Actions to take
- A) Please condense the paragraph of the article on the Story Memory Technique that begins "Researchers have completed two clinical trials" into a shorter version that keeps its main facts.
- B) Carry on writing the article on the Story Memory Technique, picking up after its final sentence.

Tricks, to enhance Memory for Multiple Sclerosis patients

Stuart SchlossmanMisc. MS Related, Multiple Sclerosis

(dailyRx)

Have you ever gone to the grocery store and forgotten an item you went there to get? A technique used to improve learning and memory in multiple sclerosis patients may help you, too.
Researchers have completed two clinical trials testing a therapy for multiple sclerosis patients called the Story Memory Technique (SMT). It’s a behavioral, non-medical therapy designed to help people learn new information. In both trials, patients scored better on memory tests and reported that their “everyday” memory improved after treatment.
One of the symptoms of multiple sclerosis (MS) is cognitive, or brain impairments. Forty to 60 percent of MS patients have memory impairments. “What we found in research done in the 1990s is that they are having trouble learning new information,” Dr. Nancy Chiaravalloti told DailyRx in an interview.
Dr. Chiaravalloti led both trial studies, and serves as the Director of the Neuropsychology and Neuroscience Laboratory at Kessler Foundation Research Center.
Dr. Chiaravalloti said that the Story Memory Technique is designed to help people learn new information. “If you expose them to that information over and over and over again – more than you would a healthy person – they can learn it, they can remember it, and use it appropriately,” she said. “But they need more help initially learning new information.”

Available data
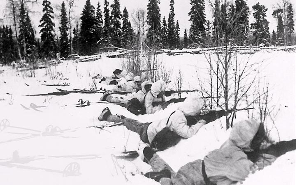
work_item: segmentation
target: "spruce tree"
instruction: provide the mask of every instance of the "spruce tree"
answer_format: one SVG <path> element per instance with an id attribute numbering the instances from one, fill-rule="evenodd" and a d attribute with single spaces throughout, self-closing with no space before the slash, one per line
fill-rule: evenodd
<path id="1" fill-rule="evenodd" d="M 220 12 L 221 12 L 221 37 L 224 39 L 224 42 L 226 40 L 225 37 L 229 34 L 227 32 L 227 26 L 229 24 L 228 22 L 228 14 L 227 13 L 227 4 L 226 3 L 223 3 L 221 5 L 221 8 L 220 8 Z M 224 44 L 224 43 L 222 43 Z"/>
<path id="2" fill-rule="evenodd" d="M 86 0 L 82 12 L 79 34 L 79 52 L 83 55 L 92 55 L 97 51 L 97 21 L 95 7 Z"/>
<path id="3" fill-rule="evenodd" d="M 128 20 L 128 12 L 126 8 L 124 7 L 122 17 L 122 45 L 126 46 L 132 41 L 134 31 L 131 27 L 131 22 Z"/>
<path id="4" fill-rule="evenodd" d="M 122 31 L 121 28 L 121 12 L 119 0 L 114 0 L 111 5 L 111 43 L 116 47 L 121 47 Z"/>
<path id="5" fill-rule="evenodd" d="M 188 47 L 188 37 L 187 36 L 187 32 L 186 29 L 184 31 L 184 38 L 183 41 L 183 47 L 184 48 L 187 48 Z"/>
<path id="6" fill-rule="evenodd" d="M 96 8 L 96 17 L 98 22 L 98 33 L 97 39 L 98 41 L 104 37 L 103 35 L 103 15 L 102 14 L 102 11 L 101 11 L 101 6 L 99 2 L 98 2 L 98 6 Z"/>
<path id="7" fill-rule="evenodd" d="M 27 12 L 26 12 L 23 3 L 21 3 L 20 9 L 19 43 L 23 59 L 26 59 L 35 49 L 35 34 Z"/>
<path id="8" fill-rule="evenodd" d="M 1 63 L 3 57 L 3 31 L 0 27 L 0 63 Z"/>
<path id="9" fill-rule="evenodd" d="M 202 45 L 205 36 L 205 15 L 204 0 L 190 0 L 191 7 L 189 13 L 191 26 L 189 30 L 190 40 L 194 43 Z"/>
<path id="10" fill-rule="evenodd" d="M 8 28 L 7 26 L 6 27 L 4 25 L 3 25 L 2 29 L 2 58 L 0 58 L 0 60 L 2 61 L 4 64 L 6 64 L 7 63 L 7 60 L 8 58 L 8 56 L 7 56 L 8 54 L 8 47 L 9 47 L 9 43 L 8 39 Z"/>
<path id="11" fill-rule="evenodd" d="M 215 0 L 214 9 L 214 21 L 213 23 L 213 34 L 214 42 L 216 46 L 221 38 L 221 15 L 220 9 L 220 0 Z"/>
<path id="12" fill-rule="evenodd" d="M 175 28 L 175 46 L 177 48 L 180 48 L 180 27 L 179 26 L 179 22 L 177 21 L 176 23 L 176 27 Z"/>
<path id="13" fill-rule="evenodd" d="M 289 45 L 293 44 L 292 41 L 292 34 L 295 31 L 294 27 L 294 13 L 293 12 L 293 7 L 291 3 L 288 6 L 287 18 L 287 31 L 288 34 L 287 40 Z"/>
<path id="14" fill-rule="evenodd" d="M 253 16 L 255 22 L 251 24 L 251 27 L 254 29 L 253 44 L 258 46 L 261 43 L 269 45 L 270 35 L 269 22 L 266 19 L 266 12 L 267 8 L 265 6 L 257 3 L 253 6 Z"/>
<path id="15" fill-rule="evenodd" d="M 276 31 L 276 45 L 282 46 L 285 44 L 285 33 L 283 22 L 283 9 L 278 9 L 274 11 L 272 16 L 278 22 Z"/>
<path id="16" fill-rule="evenodd" d="M 284 32 L 284 24 L 282 15 L 279 14 L 278 16 L 278 25 L 276 32 L 277 45 L 283 46 L 285 44 Z"/>
<path id="17" fill-rule="evenodd" d="M 110 34 L 111 32 L 111 23 L 108 6 L 109 3 L 108 0 L 105 0 L 104 1 L 104 27 L 103 30 L 104 36 L 106 42 L 109 43 L 110 41 Z"/>
<path id="18" fill-rule="evenodd" d="M 73 29 L 73 40 L 72 44 L 73 51 L 74 53 L 79 53 L 79 30 L 78 30 L 78 24 L 76 25 L 76 28 Z"/>
<path id="19" fill-rule="evenodd" d="M 249 8 L 244 0 L 235 0 L 235 38 L 239 45 L 243 45 L 249 37 Z"/>
<path id="20" fill-rule="evenodd" d="M 162 20 L 162 24 L 161 25 L 161 29 L 160 32 L 160 41 L 163 47 L 167 48 L 168 46 L 168 26 L 165 21 L 165 17 L 163 17 Z"/>
<path id="21" fill-rule="evenodd" d="M 160 38 L 160 0 L 149 0 L 147 8 L 147 23 L 149 26 L 147 38 L 150 44 L 159 42 Z"/>
<path id="22" fill-rule="evenodd" d="M 42 42 L 41 51 L 44 56 L 52 57 L 55 55 L 56 46 L 54 32 L 54 23 L 52 22 L 53 19 L 53 11 L 49 0 L 43 0 L 42 2 L 43 14 L 40 20 L 41 27 L 40 31 Z"/>
<path id="23" fill-rule="evenodd" d="M 63 1 L 61 9 L 61 27 L 59 28 L 61 35 L 60 36 L 60 53 L 62 57 L 67 57 L 70 51 L 70 45 L 68 39 L 68 31 L 69 28 L 67 12 Z"/>
<path id="24" fill-rule="evenodd" d="M 175 40 L 176 33 L 175 32 L 175 13 L 174 9 L 174 0 L 170 0 L 170 11 L 169 14 L 169 19 L 168 21 L 168 41 L 169 47 L 170 48 L 173 48 L 175 46 L 176 42 Z"/>
<path id="25" fill-rule="evenodd" d="M 271 36 L 271 45 L 273 46 L 276 45 L 276 33 L 273 30 Z"/>
<path id="26" fill-rule="evenodd" d="M 13 32 L 11 27 L 9 26 L 9 28 L 8 30 L 8 40 L 9 43 L 8 52 L 9 53 L 9 61 L 10 62 L 15 60 L 17 57 L 17 55 L 16 50 L 16 43 L 13 40 Z"/>

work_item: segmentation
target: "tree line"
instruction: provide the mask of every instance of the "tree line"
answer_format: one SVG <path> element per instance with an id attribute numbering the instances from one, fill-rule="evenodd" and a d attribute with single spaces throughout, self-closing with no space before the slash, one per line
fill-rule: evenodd
<path id="1" fill-rule="evenodd" d="M 36 57 L 50 59 L 57 52 L 64 57 L 73 53 L 90 55 L 110 48 L 135 48 L 135 45 L 144 43 L 148 47 L 172 49 L 219 46 L 234 41 L 238 45 L 295 44 L 293 6 L 288 0 L 280 0 L 272 14 L 277 26 L 271 36 L 269 22 L 266 19 L 267 9 L 259 3 L 252 7 L 255 20 L 249 26 L 250 13 L 245 0 L 235 0 L 233 4 L 215 0 L 211 4 L 214 21 L 210 22 L 206 19 L 205 0 L 190 0 L 188 15 L 191 25 L 189 30 L 185 29 L 180 39 L 179 22 L 175 18 L 174 0 L 170 1 L 167 19 L 165 16 L 161 18 L 160 0 L 149 0 L 146 13 L 142 15 L 145 20 L 141 22 L 148 25 L 146 31 L 143 25 L 142 31 L 139 28 L 134 30 L 126 7 L 121 12 L 119 0 L 113 0 L 111 5 L 110 0 L 104 0 L 102 7 L 98 2 L 96 8 L 90 0 L 86 0 L 80 23 L 72 29 L 70 12 L 74 0 L 67 0 L 68 7 L 64 1 L 61 6 L 58 37 L 54 31 L 50 1 L 43 0 L 39 39 L 35 36 L 27 6 L 37 1 L 7 0 L 14 24 L 0 28 L 0 60 L 6 63 L 17 59 L 30 61 Z"/>

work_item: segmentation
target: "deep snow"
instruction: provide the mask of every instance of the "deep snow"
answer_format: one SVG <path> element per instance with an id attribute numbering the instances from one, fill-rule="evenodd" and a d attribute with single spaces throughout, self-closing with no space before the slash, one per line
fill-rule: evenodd
<path id="1" fill-rule="evenodd" d="M 241 59 L 247 57 L 244 55 L 239 56 Z M 202 76 L 208 75 L 203 54 L 170 56 L 163 54 L 159 58 L 167 68 L 173 67 L 172 79 L 179 68 L 183 72 L 183 89 L 198 88 L 197 73 Z M 252 55 L 250 60 L 262 61 L 263 75 L 266 76 L 271 87 L 271 105 L 280 110 L 275 123 L 280 140 L 295 138 L 295 53 L 262 51 Z M 0 74 L 0 121 L 7 119 L 10 126 L 4 128 L 0 126 L 0 183 L 159 184 L 141 175 L 150 169 L 140 158 L 130 161 L 116 160 L 112 157 L 112 154 L 126 150 L 138 150 L 144 147 L 137 134 L 122 126 L 104 130 L 86 127 L 105 123 L 99 122 L 97 117 L 106 106 L 113 114 L 144 122 L 165 117 L 176 108 L 178 104 L 153 116 L 136 116 L 119 105 L 94 103 L 99 100 L 101 93 L 23 96 L 57 91 L 56 87 L 42 84 L 68 83 L 69 86 L 58 87 L 67 90 L 89 89 L 94 86 L 94 83 L 97 87 L 105 87 L 98 83 L 99 80 L 94 80 L 91 77 L 98 73 L 111 75 L 115 69 L 121 68 L 123 60 L 103 57 L 94 62 L 66 61 L 50 69 L 36 70 L 35 78 L 26 77 L 29 72 L 26 73 L 7 66 L 0 68 L 4 70 Z M 58 76 L 57 72 L 62 75 Z M 57 79 L 51 79 L 49 74 Z M 84 107 L 76 107 L 81 98 L 93 103 Z M 30 108 L 31 103 L 46 106 L 34 110 Z M 29 109 L 26 109 L 21 104 Z M 235 121 L 246 118 L 246 113 L 241 111 Z M 270 128 L 271 122 L 269 120 L 267 123 Z M 202 158 L 209 152 L 219 148 L 230 131 L 225 130 L 225 118 L 222 117 L 203 127 L 192 138 L 158 153 L 176 171 L 186 163 Z M 278 140 L 276 130 L 273 129 L 271 133 L 274 140 Z M 243 183 L 294 184 L 295 158 L 295 151 L 288 153 L 271 166 L 250 175 Z M 70 164 L 74 164 L 70 174 L 73 175 L 68 175 L 69 174 L 64 172 Z"/>

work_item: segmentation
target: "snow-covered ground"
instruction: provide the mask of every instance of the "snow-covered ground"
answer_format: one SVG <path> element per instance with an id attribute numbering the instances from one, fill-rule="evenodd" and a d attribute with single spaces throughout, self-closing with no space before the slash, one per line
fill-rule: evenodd
<path id="1" fill-rule="evenodd" d="M 179 68 L 183 72 L 184 89 L 198 87 L 197 73 L 207 75 L 203 54 L 162 54 L 159 58 L 167 67 L 173 67 L 173 79 Z M 250 60 L 263 62 L 262 73 L 269 83 L 272 103 L 279 108 L 275 123 L 280 140 L 296 138 L 295 52 L 262 51 L 253 55 Z M 112 157 L 144 147 L 136 134 L 122 126 L 103 130 L 86 127 L 105 123 L 97 118 L 106 106 L 113 114 L 148 122 L 169 115 L 178 104 L 153 116 L 137 116 L 119 105 L 96 103 L 101 93 L 24 96 L 57 91 L 56 87 L 42 84 L 68 83 L 70 86 L 58 87 L 67 90 L 101 86 L 99 80 L 91 77 L 97 74 L 111 75 L 115 69 L 121 68 L 123 60 L 103 56 L 94 62 L 66 61 L 36 70 L 35 78 L 27 77 L 31 75 L 30 71 L 0 68 L 0 71 L 4 70 L 0 73 L 0 121 L 3 120 L 0 125 L 0 184 L 159 184 L 142 175 L 150 169 L 140 158 L 129 161 Z M 76 107 L 80 98 L 90 100 L 91 105 Z M 31 103 L 44 106 L 36 108 Z M 246 117 L 242 111 L 235 121 Z M 226 131 L 225 125 L 223 117 L 204 127 L 192 138 L 158 153 L 176 171 L 219 148 L 230 131 Z M 273 138 L 277 140 L 277 131 L 273 130 Z M 271 166 L 250 175 L 243 183 L 295 184 L 295 151 L 288 153 Z"/>

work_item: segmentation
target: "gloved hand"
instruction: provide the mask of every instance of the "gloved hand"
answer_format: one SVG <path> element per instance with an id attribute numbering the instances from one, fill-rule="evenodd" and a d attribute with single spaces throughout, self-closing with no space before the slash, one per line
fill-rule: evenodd
<path id="1" fill-rule="evenodd" d="M 172 95 L 172 93 L 170 91 L 165 91 L 165 95 L 166 96 L 170 96 Z"/>
<path id="2" fill-rule="evenodd" d="M 163 110 L 166 108 L 168 106 L 170 105 L 170 102 L 164 102 L 162 103 L 160 105 L 161 106 L 161 108 Z"/>
<path id="3" fill-rule="evenodd" d="M 226 112 L 224 110 L 218 111 L 211 110 L 204 115 L 200 115 L 199 116 L 201 119 L 205 120 L 208 123 L 214 121 L 225 115 L 225 114 Z"/>

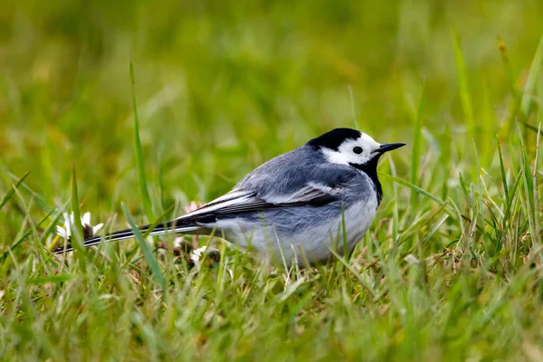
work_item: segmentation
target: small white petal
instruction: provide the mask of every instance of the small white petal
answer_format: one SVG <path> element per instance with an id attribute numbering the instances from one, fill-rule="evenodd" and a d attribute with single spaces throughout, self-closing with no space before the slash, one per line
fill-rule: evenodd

Solved problems
- A) Researchers ran two clinical trials of the Story Memory Technique (SMT), a behavioral, non-medical therapy that helps multiple sclerosis patients learn new information. In both trials, patients scored better on memory tests and reported better everyday memory after treatment.

- B)
The Story Memory Technique is a combination of two methods of learning, Dr. Chiaravalloti explained. The first technique is visualizing information, or imagining words as pictures.
“A lot of what we do in our daily lives is based on verbal information, or words,” she said. “If you visualize information theoretically, you’re engaging more brain regions in helping you learn that information.”
The second part is putting the information into a context. “If we put things in a larger context and relate them to each other, we remember them better than if we’re remembering little pieces of information that aren’t related to each other,” said Dr. Chiaravalloti. “It teaches people how to take unrelated information and put it into a unified context.”
The final step is to combine the two techniques. Dr. Chiaravalloti gave the example of remembering a grocery or to-do list. If a person has to go to the bank, pay the bills, and pick up dry cleaning, they combine all of those seemingly unrelated things into one image. Imagine a pile of bills lying in front of a bank, and the dry cleaning hanging on the door.